WHAT YOU HAVE TO DO: Rewrite the lines of the material below, replacing "thickest part" with "widest part" everywhere and keeping everything else the same. Leave the pictures out of your answer.

STORED ROWS:
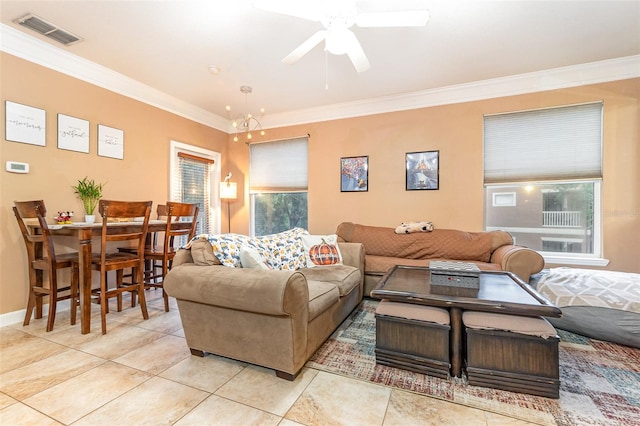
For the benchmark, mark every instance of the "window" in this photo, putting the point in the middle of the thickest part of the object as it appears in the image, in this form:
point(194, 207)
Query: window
point(504, 199)
point(194, 177)
point(278, 186)
point(550, 162)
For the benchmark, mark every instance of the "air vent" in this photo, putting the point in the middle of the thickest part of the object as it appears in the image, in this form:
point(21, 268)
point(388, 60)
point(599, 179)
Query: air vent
point(47, 29)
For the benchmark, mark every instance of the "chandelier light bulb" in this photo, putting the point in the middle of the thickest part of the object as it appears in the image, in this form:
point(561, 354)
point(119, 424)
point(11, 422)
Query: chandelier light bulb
point(246, 123)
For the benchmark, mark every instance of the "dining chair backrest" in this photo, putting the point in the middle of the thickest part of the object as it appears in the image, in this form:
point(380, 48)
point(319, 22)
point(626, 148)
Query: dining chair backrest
point(177, 213)
point(116, 211)
point(34, 212)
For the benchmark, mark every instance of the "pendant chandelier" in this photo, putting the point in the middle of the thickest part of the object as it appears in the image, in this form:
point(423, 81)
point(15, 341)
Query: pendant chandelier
point(246, 123)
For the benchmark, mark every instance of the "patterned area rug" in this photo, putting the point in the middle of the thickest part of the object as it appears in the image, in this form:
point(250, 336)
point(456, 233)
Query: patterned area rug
point(600, 381)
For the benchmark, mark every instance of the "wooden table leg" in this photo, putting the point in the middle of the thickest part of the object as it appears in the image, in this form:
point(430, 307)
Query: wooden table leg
point(84, 255)
point(456, 341)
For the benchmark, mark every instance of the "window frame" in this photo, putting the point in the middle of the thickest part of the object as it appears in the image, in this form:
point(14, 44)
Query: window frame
point(214, 208)
point(278, 187)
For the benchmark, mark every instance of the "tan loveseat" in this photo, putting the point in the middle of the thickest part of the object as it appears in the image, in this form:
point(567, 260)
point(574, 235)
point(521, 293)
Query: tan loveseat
point(273, 318)
point(384, 249)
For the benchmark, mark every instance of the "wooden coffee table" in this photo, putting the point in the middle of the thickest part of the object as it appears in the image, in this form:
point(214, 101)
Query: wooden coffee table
point(499, 292)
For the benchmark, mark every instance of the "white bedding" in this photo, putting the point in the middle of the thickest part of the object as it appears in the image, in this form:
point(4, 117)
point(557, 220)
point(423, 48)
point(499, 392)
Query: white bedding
point(604, 305)
point(587, 287)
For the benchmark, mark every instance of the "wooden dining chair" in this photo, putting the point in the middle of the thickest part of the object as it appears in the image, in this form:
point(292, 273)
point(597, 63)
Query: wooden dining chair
point(41, 257)
point(152, 268)
point(113, 214)
point(182, 219)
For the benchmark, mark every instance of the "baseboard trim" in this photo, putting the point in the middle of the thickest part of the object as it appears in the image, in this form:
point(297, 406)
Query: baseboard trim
point(17, 317)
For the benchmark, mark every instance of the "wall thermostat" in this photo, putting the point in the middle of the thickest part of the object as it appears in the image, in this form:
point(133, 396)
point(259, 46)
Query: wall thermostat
point(17, 167)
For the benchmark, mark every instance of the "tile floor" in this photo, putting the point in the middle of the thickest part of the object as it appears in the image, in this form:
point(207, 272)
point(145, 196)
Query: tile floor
point(141, 372)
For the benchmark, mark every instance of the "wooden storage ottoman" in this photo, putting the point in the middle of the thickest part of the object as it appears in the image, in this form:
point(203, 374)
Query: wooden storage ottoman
point(513, 353)
point(413, 337)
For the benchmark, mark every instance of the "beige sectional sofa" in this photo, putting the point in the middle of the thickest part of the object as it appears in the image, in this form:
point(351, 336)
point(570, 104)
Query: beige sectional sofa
point(384, 249)
point(273, 318)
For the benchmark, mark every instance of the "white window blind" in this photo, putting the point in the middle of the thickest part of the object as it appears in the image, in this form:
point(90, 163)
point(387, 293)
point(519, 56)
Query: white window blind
point(279, 166)
point(555, 143)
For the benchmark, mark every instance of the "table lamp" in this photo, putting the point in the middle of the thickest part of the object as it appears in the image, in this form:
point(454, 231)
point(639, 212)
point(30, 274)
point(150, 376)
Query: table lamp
point(228, 191)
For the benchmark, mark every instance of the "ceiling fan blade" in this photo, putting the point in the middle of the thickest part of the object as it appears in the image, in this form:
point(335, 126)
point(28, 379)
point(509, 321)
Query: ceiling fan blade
point(356, 54)
point(300, 9)
point(305, 47)
point(393, 18)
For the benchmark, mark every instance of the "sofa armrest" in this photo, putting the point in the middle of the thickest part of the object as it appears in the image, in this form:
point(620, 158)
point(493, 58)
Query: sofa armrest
point(252, 290)
point(182, 256)
point(520, 260)
point(352, 255)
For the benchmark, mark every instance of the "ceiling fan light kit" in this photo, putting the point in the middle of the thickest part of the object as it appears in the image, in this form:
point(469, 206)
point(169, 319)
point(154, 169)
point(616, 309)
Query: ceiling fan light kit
point(246, 123)
point(338, 16)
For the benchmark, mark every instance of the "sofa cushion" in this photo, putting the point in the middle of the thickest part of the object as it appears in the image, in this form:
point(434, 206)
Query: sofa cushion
point(533, 326)
point(322, 295)
point(252, 258)
point(499, 239)
point(344, 277)
point(202, 252)
point(321, 250)
point(440, 243)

COMPLETE RESPONSE:
For the benchmark, mark every instance of the "window" in this photo, putting the point in the middle of the widest part of the object as it appears in the image, in this form:
point(194, 207)
Query: window
point(504, 199)
point(194, 177)
point(278, 186)
point(550, 162)
For the benchmark, mark every instance of the "air vent" in this photo, putting the point in the middle of the widest part of the object as it appears in the image, in this form:
point(21, 268)
point(388, 60)
point(599, 179)
Query: air vent
point(47, 29)
For the benchmark, mark every instance of the "chandelier light bulb" in this photo, putting the point in the middle of the widest part of the object as it appears in the image, in this form:
point(561, 354)
point(119, 424)
point(11, 422)
Query: chandelier light bulb
point(246, 123)
For the benchmark, mark every instance of the "dining chair backrest" in this photo, putting the point in the middle of the widest part of the object as it appears in the image, in this form:
point(380, 48)
point(319, 22)
point(626, 148)
Query: dining chair backrest
point(177, 213)
point(116, 211)
point(34, 212)
For the benchmark, mark every instance of the "pendant chandelier" in this photo, putting the point in the middle of the widest part of the object as it appears in the image, in this form:
point(423, 81)
point(15, 341)
Query: pendant chandelier
point(246, 123)
For the benchmark, mark every instance of the "patterned area rug" in this photo, putting the point in the middle of the widest part of the object as it appears in the image, in this form:
point(250, 336)
point(456, 233)
Query: patterned area rug
point(600, 381)
For the benchmark, mark every instance of the "wooden table leg" in this photo, putting the point in the middle of the widest part of the object as it appears in the image, in this form:
point(430, 307)
Query: wooden table leg
point(84, 255)
point(456, 341)
For the benchmark, mark every instance of the "window frame" in this photo, putting the point in the middle of the widest part of the object as it appears in the image, in this form:
point(14, 44)
Query: window frame
point(214, 208)
point(278, 187)
For the benchmark, mark every instance of the "tan loveseat" in this photo, putting the point in the middle of the widest part of the object as it appears in the image, in this form:
point(567, 260)
point(574, 235)
point(521, 293)
Query: tan loveseat
point(273, 318)
point(384, 249)
For the benchmark, mark every instance of the "wooden coffee table" in this photo, putting the point in the middle of the widest part of the object as it appears in the image, in this form:
point(214, 101)
Query: wooden coffee table
point(499, 292)
For the benchmark, mark every instance of the "white bedding" in this photo, putting the point in the middle of the widest part of the object as it appears in the image, in this form:
point(4, 117)
point(557, 220)
point(423, 48)
point(499, 392)
Query: white bedding
point(604, 305)
point(587, 287)
For the benchmark, mark every instance of the "wooden dining chair" in this photo, putting the point in the middle of the widest part of the object as it appears in the image, in this form:
point(292, 273)
point(597, 63)
Query: wooden dining chair
point(41, 257)
point(152, 268)
point(113, 214)
point(182, 219)
For the benchmark, mark every instance of the "baseboard trim" in this photo, putting the point in the middle of the widest part of the object as it appears in the image, in this form:
point(297, 406)
Query: baseboard trim
point(17, 317)
For the benchmark, mark every instance of the "wall thermostat" in this photo, putting the point in the middle of the widest part of the object as it appears in the image, in this form:
point(133, 396)
point(259, 46)
Query: wall thermostat
point(17, 167)
For the benchmark, mark every instance of the "tile floor" in this photo, putting the point in the middle of the widest part of the object as it appears in the image, in this form:
point(207, 272)
point(145, 196)
Query: tile floor
point(141, 372)
For the benchmark, mark every instance of the "wooden storage ottoman" in this photo, putting the point in the middle of the widest part of the object as it appears in the image, in this form:
point(203, 374)
Query: wooden storage ottoman
point(513, 353)
point(413, 337)
For the benchmark, mark every instance of the "beige sectional sofa" in this photo, putting the point in the middle of the widest part of the object as it appears in the image, in this form:
point(351, 336)
point(570, 104)
Query: beige sectional sofa
point(384, 249)
point(273, 318)
For the benchmark, mark every instance of the "white window blind" in this photo, putting the point in the middle of the widest part of the object as it appears in the image, in this form:
point(90, 163)
point(387, 293)
point(519, 56)
Query: white window blind
point(279, 166)
point(555, 143)
For the benchmark, mark every instance of the "table lamp" in this photo, putting the point in the middle of the widest part of the object as it appears in the image, in this form:
point(454, 231)
point(639, 212)
point(30, 274)
point(150, 376)
Query: table lamp
point(228, 191)
For the benchmark, mark every instance of the "ceiling fan blade" in this photo, putting the point in the middle of the widest part of the object as it appears in the image, in this form:
point(335, 126)
point(28, 379)
point(509, 321)
Query: ceiling fan blade
point(356, 54)
point(300, 9)
point(305, 47)
point(393, 18)
For the benchmark, mark every instance of the "sofa armrest" in this photo, putting the point in the middle of the widest part of the object as it appears in the image, in this form:
point(620, 158)
point(493, 58)
Query: sofa armrest
point(252, 290)
point(182, 256)
point(520, 260)
point(352, 255)
For the benchmark, mark every instance of the "ceiling fan light kit" in this photo, putting the point in the middle of the widest part of the object as it appears in the image, in this form:
point(469, 206)
point(169, 319)
point(154, 169)
point(616, 309)
Query: ceiling fan light kit
point(246, 123)
point(338, 16)
For the benchmark, mark every instance of the "sofa cushion" in this photo, putting the point in the middle of the widest part of the object as it appears in the image, in this form:
point(434, 206)
Query: sofa cushion
point(533, 326)
point(322, 295)
point(252, 258)
point(499, 239)
point(344, 277)
point(202, 252)
point(321, 250)
point(440, 243)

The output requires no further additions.